**Text segment**
▼
‘In regard to plants, no one has treated this subject [natural selection] with more spirit and ability than W. Herbert, Dean of Manchester, evidently the result of his great horticultural knowledge.’
Charles Darwin, in On the Origin of Species
I blinked slightly, when looking up the noble antecedents of the Hon. and Very Rev. William Herbert (1778–1847), at the statement (in Venn) that he had an uncle called Caroline. Caroline Robert Herbert was born 1751. From Eton, he went to the University of Glasgow in 1770, and became an ensign in the 32nd Regiment of Foot in 1773 (up till that point he had been merely a ‘gentleman’), and ‘retired’ in 1775. He was admitted Fellow-Commoner of Clare College in 1780, and must have been ordained at some point, because, again according to Venn, he was Chaplain to the 1st Dragoon Guards between 1780 and 1782, while simultaneously holding the rectory of Saxmundham, Suffolk, 1780–3.
Caroline Robert moved on to be a chaplain at Portsmouth, 1783–97, and then rector of East Woodhay with Ashmansworth, Hampshire, until his death in 1814. He had acquired a Cambridge LLB in 1787, and left some plate to Clare College. Oh, and his godmother was Queen Caroline, though I am guessing (but who knows?) that his friends called him ‘Bob’ rather than ‘Carrie’.
▲
**Material provided**
▼
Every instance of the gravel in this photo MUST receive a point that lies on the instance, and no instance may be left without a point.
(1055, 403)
▲
**Instructions**
• A. Reproduce word for word the part of the passage on Caroline Robert Herbert above that runs from "Caroline Robert moved" to "rather than ‘Carrie’.".
• B. In the passage on Caroline Robert Herbert, which college received some plate from him?

**In response**
• A.
Caroline Robert moved on to be a chaplain at Portsmouth, 1783–97, and then rector of East Woodhay with Ashmansworth, Hampshire, until his death in 1814. He had acquired a Cambridge LLB in 1787, and left some plate to Clare College. Oh, and his godmother was Queen Caroline, though I am guessing (but who knows?) that his friends called him ‘Bob’ rather than ‘Carrie’.

• B. Clare College